- [Rows from a pointing dataset]
-----

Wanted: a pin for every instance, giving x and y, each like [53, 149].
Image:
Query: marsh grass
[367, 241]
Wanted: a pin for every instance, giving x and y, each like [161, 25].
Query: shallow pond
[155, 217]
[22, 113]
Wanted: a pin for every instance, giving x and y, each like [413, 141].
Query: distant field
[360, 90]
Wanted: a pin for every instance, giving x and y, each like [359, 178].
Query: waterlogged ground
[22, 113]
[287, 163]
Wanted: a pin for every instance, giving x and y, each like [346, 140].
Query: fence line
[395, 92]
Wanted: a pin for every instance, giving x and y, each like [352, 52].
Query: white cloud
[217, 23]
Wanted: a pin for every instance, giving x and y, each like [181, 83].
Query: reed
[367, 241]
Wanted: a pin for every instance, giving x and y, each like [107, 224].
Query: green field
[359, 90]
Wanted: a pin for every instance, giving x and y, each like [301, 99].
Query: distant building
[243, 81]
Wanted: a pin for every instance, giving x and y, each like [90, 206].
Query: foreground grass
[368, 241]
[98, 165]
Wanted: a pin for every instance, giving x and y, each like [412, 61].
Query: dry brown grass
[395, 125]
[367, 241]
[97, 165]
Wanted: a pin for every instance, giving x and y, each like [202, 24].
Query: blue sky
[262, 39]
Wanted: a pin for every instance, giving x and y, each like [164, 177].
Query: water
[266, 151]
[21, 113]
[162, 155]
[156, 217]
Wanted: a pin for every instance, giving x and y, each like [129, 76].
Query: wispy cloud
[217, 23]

-----

- [WHAT IS REQUIRED] Rewrite the items above with every "pin" changed to "marker", keeping the rest the same.

- [SOLUTION]
Wanted: a marker for every instance, giving x and y, each like [53, 149].
Image:
Query: marsh grass
[367, 241]
Wanted: a marker for every instance, giving x and y, each like [161, 25].
Query: shallow pond
[155, 217]
[22, 113]
Wanted: a marker for every instance, giving x and y, each like [413, 141].
Query: distant field
[360, 90]
Wanted: a marker for every instance, giving x and y, each like [359, 178].
Query: waterlogged ground
[22, 113]
[287, 163]
Wanted: a marker for every instance, giving x and y, each like [346, 140].
Query: fence line
[395, 92]
Wanted: a marker for every instance, giving x and y, each like [352, 52].
Query: white cloud
[217, 23]
Wanted: a marker for every instance, giving x and y, each like [181, 83].
Query: reed
[367, 241]
Wanted: a marker for every instance, giving x and y, each like [107, 224].
Query: green field
[359, 90]
Wanted: a marker for every instance, giving x and y, each like [301, 99].
Query: distant building
[243, 81]
Wanted: a marker for every instance, giving x and y, each like [90, 206].
Query: foreground grass
[368, 241]
[98, 165]
Wanted: a marker for every instance, giving x and y, each like [412, 61].
Query: dry brown grass
[395, 125]
[367, 241]
[97, 165]
Wanted: a marker for every instance, giving x and y, each like [202, 24].
Query: blue sky
[262, 39]
Wanted: a marker for every instance, giving x and y, each like [164, 177].
Query: water
[266, 151]
[21, 113]
[162, 155]
[156, 217]
Wanted: a marker for every instance, giving x and y, each like [129, 76].
Query: wispy cloud
[217, 23]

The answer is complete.